* _Required actions_
#1 According to the article on U.S. Customs and Border Protection below, on what date did CBP formally launch?
#2 From the article on U.S. Customs and Border Protection below, return the passage from "This is the" up to and including "against multiple criteria.", copied word for word.

U.S. Customs and Border Protection

This is the second in a six-part series examining major policing strategies through a research-grounded lens, assessing each strategy against multiple criteria.

A traveler arriving at John F. Kennedy International Airport (JFK) hands over their passport. A rancher in southern Arizona sees agents patrolling the mesquite beyond his fence line. A shipping container at the Port of Los Angeles undergoes imaging scans before its contents reach American consumers. All three encounters involve the same federal agency, but most Americans would be hard-pressed to explain how or why.

U.S. Customs and Border Protection (CBP) is the largest federal law enforcement agency in the United States, with more than 60,000 employees and a budget exceeding $19 billion. It is simultaneously a law enforcement agency, a trade facilitation body, and the federal government’s primary screening operation for people and goods entering the country. Understanding how one agency came to hold all of these responsibilities—and what authorities it exercises in each role—is essential context for the policy debates that surround it.

Creation and Legislative Origins

Prior to Sept. 11, 2001, the functions CBP now performs were scattered across three departments:

Each had its own chain of command and institutional culture, but no unified border management authority.

The Homeland Security Act of 2002 changed that. The 9/11 Commission found that border security “was not seen as a national security matter” in the decade before the attack. The agencies responsible for customs, immigration, and border inspection operated in separate departments with no shared intelligence or counter-terrorism mission—gaps the hijackers exploited through fraudulent passports, visa application fraud, and watchlist failures. The Commission recommended integrating border security into a comprehensive screening system under a single department so that agencies guarding the border could share intelligence and apply common security standards. Congress responded by directing the consolidation of these functions within the newly created Department of Homeland Security (DHS). 

CBP formally launched on March 1, 2003, integrating the Customs Service, INS immigration inspectors and Border Patrol, and APHIS plant quarantine programs into a single agency. Personnel who had spent careers in agencies with distinct missions (e.g., revenue collection, immigration enforcement, agricultural protection) were now operating under one roof with a new counter-terrorism mandate.

Mission

CBP’s stated mission is to protect the American people, safeguard U.S. borders, and enhance the nation’s economic prosperity. Its 2021–2026 Strategy identifies five “Enduring Mission Priorities”:

That counter-terrorism sits atop CBP’s strategic priorities is notable given that it is also a core mandate of the Federal Bureau of Investigation (FBI). However, the two agencies approach the mission from different directions: CBP focuses on preventing threats from crossing U.S. borders, while the FBI investigates terrorist activity both domestically and internationally.

The dual mandate that distinguishes CBP from other federal agencies is a combination of enforcement and facilitation. On a typical day, CBP processes close to a million travelers at ports of entry while simultaneously conducting cargo screening and border patrol operations. The agency is not solely focused on keeping things out; it is also responsible for keeping commerce and travel moving.

* _Information supplied_
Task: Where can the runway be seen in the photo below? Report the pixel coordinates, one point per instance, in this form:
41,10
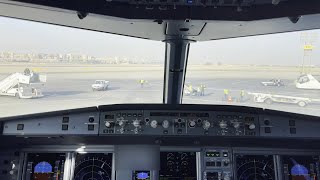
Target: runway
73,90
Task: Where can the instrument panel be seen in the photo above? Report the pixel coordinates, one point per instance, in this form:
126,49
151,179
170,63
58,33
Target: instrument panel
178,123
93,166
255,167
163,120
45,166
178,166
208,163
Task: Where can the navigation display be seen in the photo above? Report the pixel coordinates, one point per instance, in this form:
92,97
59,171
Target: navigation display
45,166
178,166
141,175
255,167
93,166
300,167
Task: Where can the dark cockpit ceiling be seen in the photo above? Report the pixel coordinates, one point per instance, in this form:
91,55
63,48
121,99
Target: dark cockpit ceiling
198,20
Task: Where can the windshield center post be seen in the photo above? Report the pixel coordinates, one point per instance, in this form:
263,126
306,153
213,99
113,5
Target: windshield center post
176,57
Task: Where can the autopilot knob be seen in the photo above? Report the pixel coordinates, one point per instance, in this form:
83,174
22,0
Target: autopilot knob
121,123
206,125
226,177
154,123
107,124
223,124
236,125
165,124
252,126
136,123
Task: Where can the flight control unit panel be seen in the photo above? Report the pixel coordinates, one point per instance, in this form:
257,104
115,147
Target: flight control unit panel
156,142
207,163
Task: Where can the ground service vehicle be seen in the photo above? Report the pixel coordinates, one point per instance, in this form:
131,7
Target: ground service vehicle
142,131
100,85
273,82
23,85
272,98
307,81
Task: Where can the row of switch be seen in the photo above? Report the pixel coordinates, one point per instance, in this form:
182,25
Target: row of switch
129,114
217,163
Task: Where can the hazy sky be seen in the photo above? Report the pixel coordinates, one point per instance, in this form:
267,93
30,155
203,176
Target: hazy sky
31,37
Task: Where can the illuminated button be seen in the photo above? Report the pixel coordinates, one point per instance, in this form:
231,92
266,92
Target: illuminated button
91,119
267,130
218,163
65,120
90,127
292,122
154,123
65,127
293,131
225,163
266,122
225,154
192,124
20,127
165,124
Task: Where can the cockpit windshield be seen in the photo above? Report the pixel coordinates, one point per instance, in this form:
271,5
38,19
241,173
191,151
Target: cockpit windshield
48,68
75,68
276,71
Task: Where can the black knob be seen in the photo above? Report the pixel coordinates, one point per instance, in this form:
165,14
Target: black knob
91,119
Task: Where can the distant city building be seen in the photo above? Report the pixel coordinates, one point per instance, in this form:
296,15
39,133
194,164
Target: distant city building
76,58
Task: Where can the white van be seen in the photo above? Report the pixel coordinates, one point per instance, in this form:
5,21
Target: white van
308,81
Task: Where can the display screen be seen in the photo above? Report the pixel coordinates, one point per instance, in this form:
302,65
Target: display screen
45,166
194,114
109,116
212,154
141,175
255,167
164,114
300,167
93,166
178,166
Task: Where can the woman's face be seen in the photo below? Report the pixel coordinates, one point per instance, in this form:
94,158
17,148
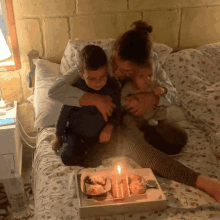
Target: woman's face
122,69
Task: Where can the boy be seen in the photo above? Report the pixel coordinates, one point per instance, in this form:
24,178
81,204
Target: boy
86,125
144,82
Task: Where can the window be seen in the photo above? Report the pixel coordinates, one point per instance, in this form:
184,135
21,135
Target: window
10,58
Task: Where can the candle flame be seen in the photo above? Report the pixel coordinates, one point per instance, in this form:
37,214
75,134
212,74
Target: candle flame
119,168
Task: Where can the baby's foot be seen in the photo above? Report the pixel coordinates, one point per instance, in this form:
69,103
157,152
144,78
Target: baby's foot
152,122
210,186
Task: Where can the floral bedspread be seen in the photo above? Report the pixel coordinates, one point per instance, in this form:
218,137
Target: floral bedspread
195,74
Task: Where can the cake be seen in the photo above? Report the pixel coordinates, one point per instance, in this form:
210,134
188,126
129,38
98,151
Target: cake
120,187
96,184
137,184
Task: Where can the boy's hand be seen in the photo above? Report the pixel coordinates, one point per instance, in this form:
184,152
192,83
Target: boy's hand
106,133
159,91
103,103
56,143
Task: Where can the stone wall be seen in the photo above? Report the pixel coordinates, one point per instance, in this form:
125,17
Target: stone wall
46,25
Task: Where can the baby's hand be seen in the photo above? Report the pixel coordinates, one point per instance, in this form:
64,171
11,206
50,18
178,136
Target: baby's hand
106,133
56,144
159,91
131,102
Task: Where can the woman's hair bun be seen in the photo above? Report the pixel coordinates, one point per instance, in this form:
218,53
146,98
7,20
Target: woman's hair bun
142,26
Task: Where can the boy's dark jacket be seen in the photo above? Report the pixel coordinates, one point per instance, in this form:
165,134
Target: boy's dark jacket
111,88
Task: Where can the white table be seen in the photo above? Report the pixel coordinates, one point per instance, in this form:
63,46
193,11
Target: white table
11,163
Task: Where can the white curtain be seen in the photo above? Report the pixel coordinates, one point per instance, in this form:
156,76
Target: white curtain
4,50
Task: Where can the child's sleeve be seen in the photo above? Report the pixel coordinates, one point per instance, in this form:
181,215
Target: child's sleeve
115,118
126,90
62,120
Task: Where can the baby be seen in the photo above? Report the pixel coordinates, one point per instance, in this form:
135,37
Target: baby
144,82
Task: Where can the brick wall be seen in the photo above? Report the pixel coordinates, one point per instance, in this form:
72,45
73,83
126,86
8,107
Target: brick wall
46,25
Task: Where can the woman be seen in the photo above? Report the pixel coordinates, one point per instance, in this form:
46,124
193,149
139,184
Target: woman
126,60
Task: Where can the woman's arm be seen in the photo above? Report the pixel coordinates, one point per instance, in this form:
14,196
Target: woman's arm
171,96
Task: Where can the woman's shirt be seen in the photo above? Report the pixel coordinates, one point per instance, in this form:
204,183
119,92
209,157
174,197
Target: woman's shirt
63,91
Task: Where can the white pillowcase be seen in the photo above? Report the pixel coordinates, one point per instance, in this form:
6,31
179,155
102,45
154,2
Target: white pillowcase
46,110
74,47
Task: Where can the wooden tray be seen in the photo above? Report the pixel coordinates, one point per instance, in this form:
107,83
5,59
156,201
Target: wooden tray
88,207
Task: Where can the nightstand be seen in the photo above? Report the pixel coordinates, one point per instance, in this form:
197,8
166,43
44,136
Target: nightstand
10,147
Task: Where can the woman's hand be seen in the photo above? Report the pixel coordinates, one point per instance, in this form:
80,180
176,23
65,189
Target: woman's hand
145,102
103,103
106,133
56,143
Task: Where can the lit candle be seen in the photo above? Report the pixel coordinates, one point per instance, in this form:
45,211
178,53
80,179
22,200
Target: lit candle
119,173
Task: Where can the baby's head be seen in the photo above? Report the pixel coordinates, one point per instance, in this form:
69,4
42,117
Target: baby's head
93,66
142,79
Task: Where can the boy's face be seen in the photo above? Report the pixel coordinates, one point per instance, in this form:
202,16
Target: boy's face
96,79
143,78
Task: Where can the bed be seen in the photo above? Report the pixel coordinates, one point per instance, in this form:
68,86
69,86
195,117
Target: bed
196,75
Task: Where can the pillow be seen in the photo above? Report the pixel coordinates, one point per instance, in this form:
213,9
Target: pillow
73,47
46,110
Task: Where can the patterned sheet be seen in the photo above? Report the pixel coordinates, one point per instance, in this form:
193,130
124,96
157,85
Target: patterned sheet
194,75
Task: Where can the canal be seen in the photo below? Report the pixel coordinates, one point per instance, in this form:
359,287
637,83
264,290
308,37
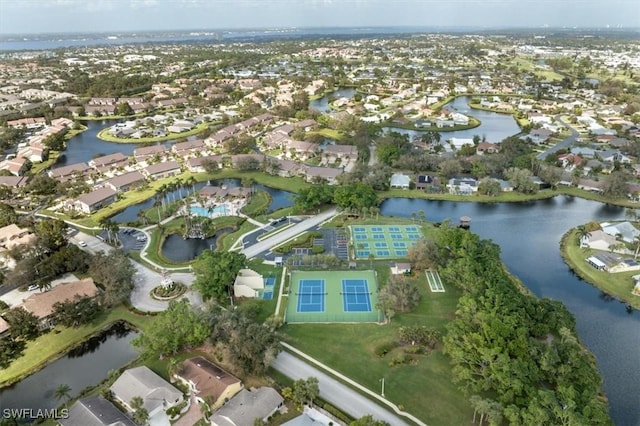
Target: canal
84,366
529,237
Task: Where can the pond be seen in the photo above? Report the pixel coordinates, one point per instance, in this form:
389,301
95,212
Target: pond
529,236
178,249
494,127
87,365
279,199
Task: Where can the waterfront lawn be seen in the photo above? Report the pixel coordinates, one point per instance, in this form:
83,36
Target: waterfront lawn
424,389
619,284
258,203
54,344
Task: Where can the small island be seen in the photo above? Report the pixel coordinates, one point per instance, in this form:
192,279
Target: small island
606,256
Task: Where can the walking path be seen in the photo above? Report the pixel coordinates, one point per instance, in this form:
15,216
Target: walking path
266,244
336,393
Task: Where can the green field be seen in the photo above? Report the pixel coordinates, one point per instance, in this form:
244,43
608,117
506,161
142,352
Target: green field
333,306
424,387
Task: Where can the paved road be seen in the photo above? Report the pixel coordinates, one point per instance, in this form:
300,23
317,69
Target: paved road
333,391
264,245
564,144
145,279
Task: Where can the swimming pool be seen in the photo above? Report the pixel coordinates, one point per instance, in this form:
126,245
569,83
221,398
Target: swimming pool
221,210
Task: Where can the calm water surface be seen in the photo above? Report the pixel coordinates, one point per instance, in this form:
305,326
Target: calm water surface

* _Correct answers_
#1 March 1, 2003

#2
This is the second in a six-part series examining major policing strategies through a research-grounded lens, assessing each strategy against multiple criteria.